== PROVIDED ENTRIES
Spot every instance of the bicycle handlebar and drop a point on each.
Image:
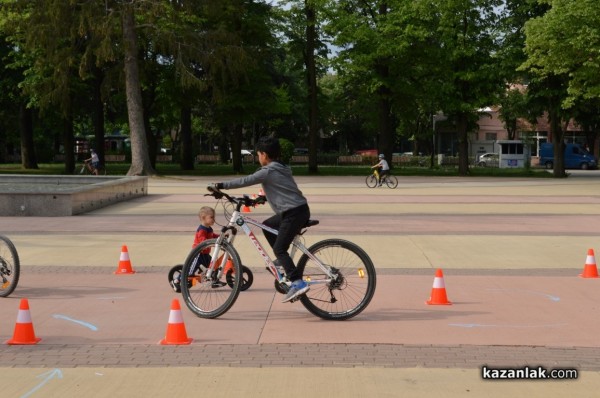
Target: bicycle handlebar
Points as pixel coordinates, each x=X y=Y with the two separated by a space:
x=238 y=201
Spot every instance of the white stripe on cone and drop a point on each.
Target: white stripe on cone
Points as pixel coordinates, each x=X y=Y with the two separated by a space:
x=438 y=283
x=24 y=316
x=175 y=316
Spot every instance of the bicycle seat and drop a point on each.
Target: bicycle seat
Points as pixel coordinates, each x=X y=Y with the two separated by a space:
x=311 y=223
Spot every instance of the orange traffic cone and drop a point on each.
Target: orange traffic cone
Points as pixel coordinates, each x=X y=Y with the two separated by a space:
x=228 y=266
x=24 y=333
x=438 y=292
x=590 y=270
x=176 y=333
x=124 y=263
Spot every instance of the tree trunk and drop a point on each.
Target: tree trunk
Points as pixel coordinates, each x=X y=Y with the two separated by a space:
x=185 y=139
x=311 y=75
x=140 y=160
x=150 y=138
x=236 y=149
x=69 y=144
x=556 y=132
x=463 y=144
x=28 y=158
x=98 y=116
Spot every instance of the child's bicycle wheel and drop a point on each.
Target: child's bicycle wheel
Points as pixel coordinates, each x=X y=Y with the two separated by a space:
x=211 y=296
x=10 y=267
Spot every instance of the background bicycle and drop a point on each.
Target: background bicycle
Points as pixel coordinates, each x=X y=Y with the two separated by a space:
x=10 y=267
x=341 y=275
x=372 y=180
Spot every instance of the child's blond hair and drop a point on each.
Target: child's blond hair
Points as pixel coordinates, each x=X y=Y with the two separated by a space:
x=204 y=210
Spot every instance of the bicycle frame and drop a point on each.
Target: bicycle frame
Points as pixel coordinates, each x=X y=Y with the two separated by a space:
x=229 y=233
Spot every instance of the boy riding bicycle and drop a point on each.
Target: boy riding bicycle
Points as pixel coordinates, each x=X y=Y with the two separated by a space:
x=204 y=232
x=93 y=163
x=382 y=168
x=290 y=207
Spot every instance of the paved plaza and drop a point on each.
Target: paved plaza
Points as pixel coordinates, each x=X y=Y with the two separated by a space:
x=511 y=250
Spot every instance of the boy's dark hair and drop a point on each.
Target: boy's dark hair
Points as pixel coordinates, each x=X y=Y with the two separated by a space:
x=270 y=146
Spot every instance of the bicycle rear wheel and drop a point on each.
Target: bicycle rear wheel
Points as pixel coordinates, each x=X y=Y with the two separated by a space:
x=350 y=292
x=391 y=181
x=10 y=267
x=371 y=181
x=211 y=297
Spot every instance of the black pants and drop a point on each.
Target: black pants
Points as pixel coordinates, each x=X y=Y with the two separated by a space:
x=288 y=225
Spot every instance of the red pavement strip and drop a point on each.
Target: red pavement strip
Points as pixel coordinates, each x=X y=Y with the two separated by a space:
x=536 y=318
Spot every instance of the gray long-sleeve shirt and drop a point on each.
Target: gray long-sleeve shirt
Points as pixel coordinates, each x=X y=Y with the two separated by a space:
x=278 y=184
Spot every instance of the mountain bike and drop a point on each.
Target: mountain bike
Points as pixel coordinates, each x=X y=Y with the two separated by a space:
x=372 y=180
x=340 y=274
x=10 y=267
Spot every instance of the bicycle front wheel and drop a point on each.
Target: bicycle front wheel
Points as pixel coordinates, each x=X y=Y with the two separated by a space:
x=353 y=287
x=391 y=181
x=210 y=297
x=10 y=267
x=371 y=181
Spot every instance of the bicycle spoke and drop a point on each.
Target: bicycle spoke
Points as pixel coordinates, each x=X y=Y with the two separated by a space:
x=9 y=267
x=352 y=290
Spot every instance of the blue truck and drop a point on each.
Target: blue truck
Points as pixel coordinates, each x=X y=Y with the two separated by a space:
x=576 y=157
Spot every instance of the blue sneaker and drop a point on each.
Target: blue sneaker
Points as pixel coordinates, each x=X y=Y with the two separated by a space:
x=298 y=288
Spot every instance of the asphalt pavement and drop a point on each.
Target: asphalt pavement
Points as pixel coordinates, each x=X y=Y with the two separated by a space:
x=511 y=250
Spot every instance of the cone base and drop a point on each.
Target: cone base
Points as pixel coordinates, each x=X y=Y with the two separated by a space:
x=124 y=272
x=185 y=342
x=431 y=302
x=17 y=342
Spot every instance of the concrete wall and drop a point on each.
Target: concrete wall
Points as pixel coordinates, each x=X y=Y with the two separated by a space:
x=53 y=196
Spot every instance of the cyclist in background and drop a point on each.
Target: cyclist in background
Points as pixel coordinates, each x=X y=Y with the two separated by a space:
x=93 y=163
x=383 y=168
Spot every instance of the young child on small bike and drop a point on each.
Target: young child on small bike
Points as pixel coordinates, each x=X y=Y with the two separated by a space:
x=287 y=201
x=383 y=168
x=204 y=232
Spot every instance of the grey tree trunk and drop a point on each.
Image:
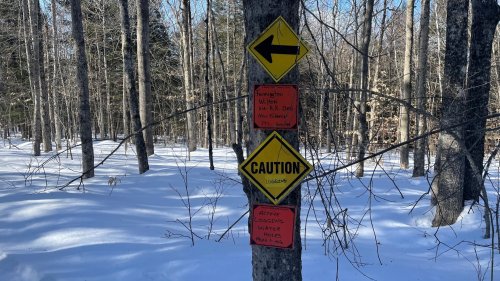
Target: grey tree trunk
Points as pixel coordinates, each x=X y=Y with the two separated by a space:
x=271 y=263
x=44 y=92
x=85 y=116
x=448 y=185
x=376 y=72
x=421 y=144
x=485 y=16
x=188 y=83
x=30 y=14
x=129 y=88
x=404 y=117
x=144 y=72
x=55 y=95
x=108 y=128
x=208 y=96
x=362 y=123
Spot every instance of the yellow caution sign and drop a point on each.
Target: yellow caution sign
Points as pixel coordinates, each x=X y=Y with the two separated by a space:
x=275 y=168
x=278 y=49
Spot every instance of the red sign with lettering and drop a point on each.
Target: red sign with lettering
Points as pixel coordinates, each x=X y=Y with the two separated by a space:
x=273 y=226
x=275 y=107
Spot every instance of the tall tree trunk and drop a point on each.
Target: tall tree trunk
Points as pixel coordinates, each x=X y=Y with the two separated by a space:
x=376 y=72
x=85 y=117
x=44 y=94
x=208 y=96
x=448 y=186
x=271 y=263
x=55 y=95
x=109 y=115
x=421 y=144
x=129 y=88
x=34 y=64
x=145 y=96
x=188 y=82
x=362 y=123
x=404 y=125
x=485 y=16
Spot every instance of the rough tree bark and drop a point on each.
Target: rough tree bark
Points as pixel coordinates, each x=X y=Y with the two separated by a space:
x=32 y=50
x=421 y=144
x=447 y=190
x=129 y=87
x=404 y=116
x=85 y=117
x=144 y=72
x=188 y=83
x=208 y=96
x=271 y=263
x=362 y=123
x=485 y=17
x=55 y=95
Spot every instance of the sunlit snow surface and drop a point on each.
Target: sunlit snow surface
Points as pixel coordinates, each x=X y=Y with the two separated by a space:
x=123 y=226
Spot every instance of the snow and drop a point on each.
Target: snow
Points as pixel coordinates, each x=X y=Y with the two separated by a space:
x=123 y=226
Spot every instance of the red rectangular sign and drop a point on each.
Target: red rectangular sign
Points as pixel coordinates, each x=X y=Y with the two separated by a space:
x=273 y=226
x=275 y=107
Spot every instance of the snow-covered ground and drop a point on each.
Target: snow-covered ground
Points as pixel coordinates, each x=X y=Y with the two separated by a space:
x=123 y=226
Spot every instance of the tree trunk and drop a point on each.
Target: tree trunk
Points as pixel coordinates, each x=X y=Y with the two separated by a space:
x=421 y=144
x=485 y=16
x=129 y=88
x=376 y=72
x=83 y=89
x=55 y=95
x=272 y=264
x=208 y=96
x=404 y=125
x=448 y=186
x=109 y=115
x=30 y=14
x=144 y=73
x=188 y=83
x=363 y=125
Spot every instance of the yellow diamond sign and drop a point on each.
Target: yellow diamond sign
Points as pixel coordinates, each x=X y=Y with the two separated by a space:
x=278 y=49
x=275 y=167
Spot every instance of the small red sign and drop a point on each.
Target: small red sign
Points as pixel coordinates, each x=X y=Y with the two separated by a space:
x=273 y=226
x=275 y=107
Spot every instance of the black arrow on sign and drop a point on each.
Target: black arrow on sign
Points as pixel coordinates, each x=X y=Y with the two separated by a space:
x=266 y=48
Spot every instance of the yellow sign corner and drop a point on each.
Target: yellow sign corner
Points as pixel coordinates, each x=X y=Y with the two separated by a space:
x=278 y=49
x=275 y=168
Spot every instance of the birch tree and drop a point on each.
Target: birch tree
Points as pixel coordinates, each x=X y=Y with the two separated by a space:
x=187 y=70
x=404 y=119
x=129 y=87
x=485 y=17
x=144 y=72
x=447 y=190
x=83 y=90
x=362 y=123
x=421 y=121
====
### EXERCISE DIRECTIONS:
Copy the records verbatim, from the line that contains "Spot every instance of the yellow diamond" through the end of the records.

### EXERCISE SOLUTION:
Spot every instance of the yellow diamond sign and drop a point on each.
Target: yellow diamond sign
Points as pixel coordinates, each x=X y=Y with the two separated by a space:
x=278 y=49
x=275 y=167
Spot every instance of the small red sign and drop a point on each.
Target: small red sign
Points as pixel coordinates, each x=X y=Y with the two separated by a space:
x=273 y=226
x=275 y=107
Spot every instance of the black arrow on sign and drop a point on each.
Target: black arrow on sign
Points as pixel coordinates, each x=X y=Y with the two separated by a space:
x=266 y=48
Spot every instance of the yellow sign corner and drop a point on each.
Target: yellow sign corner
Points as pixel coordinates, each x=X y=Y with the two separated by a space:
x=278 y=49
x=275 y=168
Spot every instance of the birch tree and drop a point on each.
Target: birch tree
Points as pixel coordinates, each x=X y=Y with the two separated by a space:
x=187 y=70
x=404 y=119
x=129 y=87
x=485 y=17
x=144 y=72
x=447 y=190
x=83 y=90
x=362 y=123
x=421 y=121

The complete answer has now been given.